→ PROBLEMS
a: In the Sketchbook article, shorten the paragraph that begins "Sketchbook (スケッチブック, Suketchibukku) is a Japanese manga series" and keep its main facts.
b: Add 104 to both numbers of every coordinate pair in the listing, starting with the line that contains "Where can you find the stone pedestal" and going on through the line that contains "(1229, 125)". Write out only those lines, including the requests.

→ READING PASSAGE

** Begin **

- Cover of the first manga volume

スケッチブック (Suketchibukku)
- Genre: Comedy, iyashikei
- Written by: Totan Kobako
- Published by: Mag Garden
- Magazine: Monthly Comic Blade (April 2002–July 2014); Monthly Comic Garden (July 2014–June 2019);
- Original run: April 2002 – June 2019
- Volumes: 14 (List of volumes)

Sketchbook ~full color's~
- Directed by: Yoshimasa Hiraike
- Written by: Mari Okada
- Music by: Ken Muramatsu
- Studio: Hal Film Maker
- Licensed by: NA: AnimEigo;
- Original network: TV Tokyo
- Original run: October 2, 2007 – December 25, 2007
- Episodes: 13 (List of episodes)

= Sketchbook (manga) =

Japanese manga and anime series

Sketchbook (スケッチブック, Suketchibukku) is a Japanese manga series written and illustrated by Totan Kobako. First serialized in the April 2002 issue of Monthly Comic Blade, the individual chapters were collected and published by Mag Garden until June 2019. Chapters also appeared in Comic Blade Masamune. An anime television series adaptation, under the title Sketchbook ~full color's~, aired in Japan between October 2 and December 25, 2007. The story revolves around a group of high school students, mostly female, in the art club at their high school. The main character is a young, shy and quiet girl named Sora Kajiwara who goes through life at her own pace.

** End **

→ LISTED RECORDS
** Begin **

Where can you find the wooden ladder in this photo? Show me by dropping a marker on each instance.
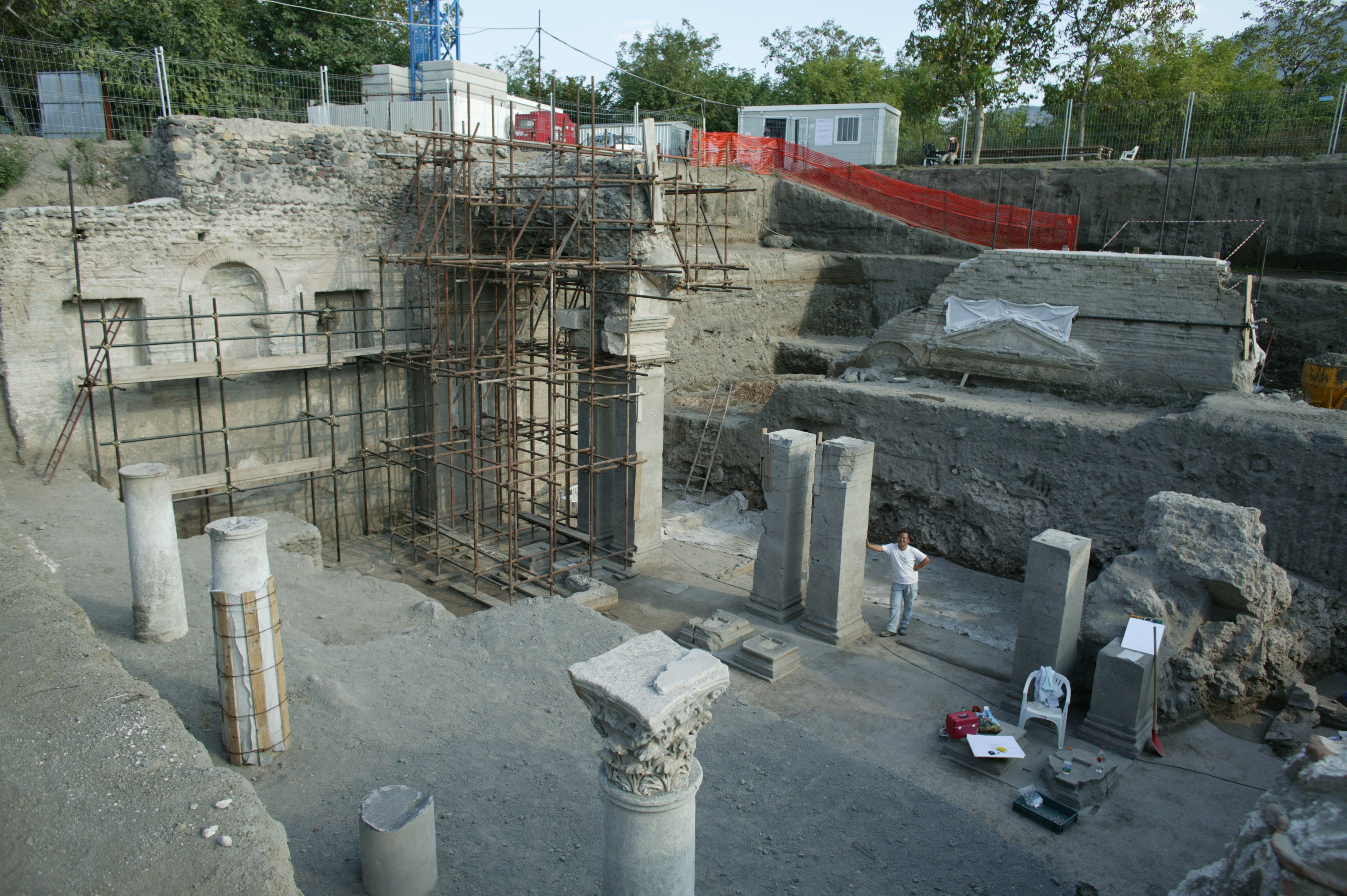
(84, 394)
(706, 432)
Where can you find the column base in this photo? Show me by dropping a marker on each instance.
(776, 611)
(650, 843)
(830, 633)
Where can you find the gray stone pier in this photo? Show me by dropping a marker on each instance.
(398, 843)
(648, 700)
(1123, 701)
(158, 605)
(783, 561)
(1050, 612)
(837, 542)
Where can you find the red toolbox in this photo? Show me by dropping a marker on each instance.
(961, 724)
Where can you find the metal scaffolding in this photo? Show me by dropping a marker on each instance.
(484, 414)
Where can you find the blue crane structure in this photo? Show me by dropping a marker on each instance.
(433, 34)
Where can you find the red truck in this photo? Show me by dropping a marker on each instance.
(545, 127)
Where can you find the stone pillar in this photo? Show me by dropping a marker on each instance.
(1123, 701)
(158, 605)
(398, 843)
(248, 655)
(650, 697)
(1050, 614)
(783, 561)
(837, 542)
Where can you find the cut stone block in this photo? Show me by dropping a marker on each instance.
(837, 542)
(599, 596)
(1123, 702)
(1050, 614)
(1085, 785)
(717, 633)
(958, 750)
(767, 658)
(783, 558)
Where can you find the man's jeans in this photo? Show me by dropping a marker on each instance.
(902, 596)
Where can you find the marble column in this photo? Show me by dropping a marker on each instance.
(837, 542)
(648, 700)
(248, 655)
(158, 605)
(783, 560)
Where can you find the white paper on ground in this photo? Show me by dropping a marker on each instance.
(1139, 637)
(1053, 321)
(995, 747)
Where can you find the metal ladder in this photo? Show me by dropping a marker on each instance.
(84, 394)
(706, 430)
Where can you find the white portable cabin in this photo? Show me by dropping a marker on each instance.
(856, 133)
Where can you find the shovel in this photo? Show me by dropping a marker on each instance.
(1155, 715)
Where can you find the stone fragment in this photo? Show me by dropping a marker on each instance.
(591, 592)
(717, 633)
(767, 658)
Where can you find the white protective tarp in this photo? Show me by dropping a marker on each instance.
(1053, 321)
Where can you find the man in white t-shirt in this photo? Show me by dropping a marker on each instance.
(907, 561)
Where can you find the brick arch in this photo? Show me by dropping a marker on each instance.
(266, 269)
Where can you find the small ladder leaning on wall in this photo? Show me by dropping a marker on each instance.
(724, 405)
(84, 393)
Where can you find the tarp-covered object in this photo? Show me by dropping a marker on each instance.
(1051, 320)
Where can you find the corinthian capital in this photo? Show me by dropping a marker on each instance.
(648, 699)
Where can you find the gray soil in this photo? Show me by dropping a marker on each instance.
(480, 712)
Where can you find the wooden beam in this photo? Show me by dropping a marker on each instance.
(251, 476)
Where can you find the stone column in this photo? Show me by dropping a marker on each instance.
(837, 542)
(248, 655)
(648, 700)
(398, 843)
(1050, 614)
(1123, 701)
(783, 561)
(158, 605)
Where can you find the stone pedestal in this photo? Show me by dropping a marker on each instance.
(248, 655)
(767, 658)
(1050, 614)
(717, 633)
(398, 843)
(1123, 701)
(783, 560)
(648, 700)
(837, 542)
(158, 605)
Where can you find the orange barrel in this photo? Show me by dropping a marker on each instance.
(1324, 380)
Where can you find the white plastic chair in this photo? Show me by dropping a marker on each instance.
(1034, 709)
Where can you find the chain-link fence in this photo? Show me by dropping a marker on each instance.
(64, 91)
(1229, 125)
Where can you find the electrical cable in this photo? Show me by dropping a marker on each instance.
(701, 573)
(1145, 762)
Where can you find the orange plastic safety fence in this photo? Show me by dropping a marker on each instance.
(957, 216)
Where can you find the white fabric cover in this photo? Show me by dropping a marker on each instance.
(1051, 320)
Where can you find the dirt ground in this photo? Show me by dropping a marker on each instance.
(480, 712)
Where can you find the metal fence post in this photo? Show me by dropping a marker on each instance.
(1187, 126)
(1338, 123)
(1066, 130)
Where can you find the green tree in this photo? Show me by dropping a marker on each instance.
(1306, 39)
(673, 68)
(1096, 29)
(984, 52)
(290, 38)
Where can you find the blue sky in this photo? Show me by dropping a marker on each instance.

** End **

→ WRITTEN RESPONSES
a: Sketchbook is a Japanese manga by Totan Kobako. It began in the April 2002 issue of Monthly Comic Blade, and Mag Garden collected its chapters until June 2019. Chapters also ran in Comic Blade Masamune. An anime adaptation, Sketchbook ~full color's~, aired in Japan from October 2 to December 25, 2007. The story follows mostly female high school students in their school's art club, centering on Sora Kajiwara, a shy, quiet girl who lives at her own pace.

b:
Where can you find the stone pedestal in this photo? Show me by dropping a marker on each instance.
(352, 759)
(871, 762)
(1154, 718)
(821, 737)
(502, 947)
(1227, 805)
(887, 664)
(752, 804)
(941, 646)
(262, 709)
Where can you find the orange barrel in this photo? Show me by dropping a marker on each instance.
(1428, 484)
Where can you find the white plastic chair in this photo? Show me by dropping a marker on each instance.
(1138, 813)
Where can you find the chain-link fence in this photo? Show me by dropping a marker on each instance.
(168, 195)
(1333, 229)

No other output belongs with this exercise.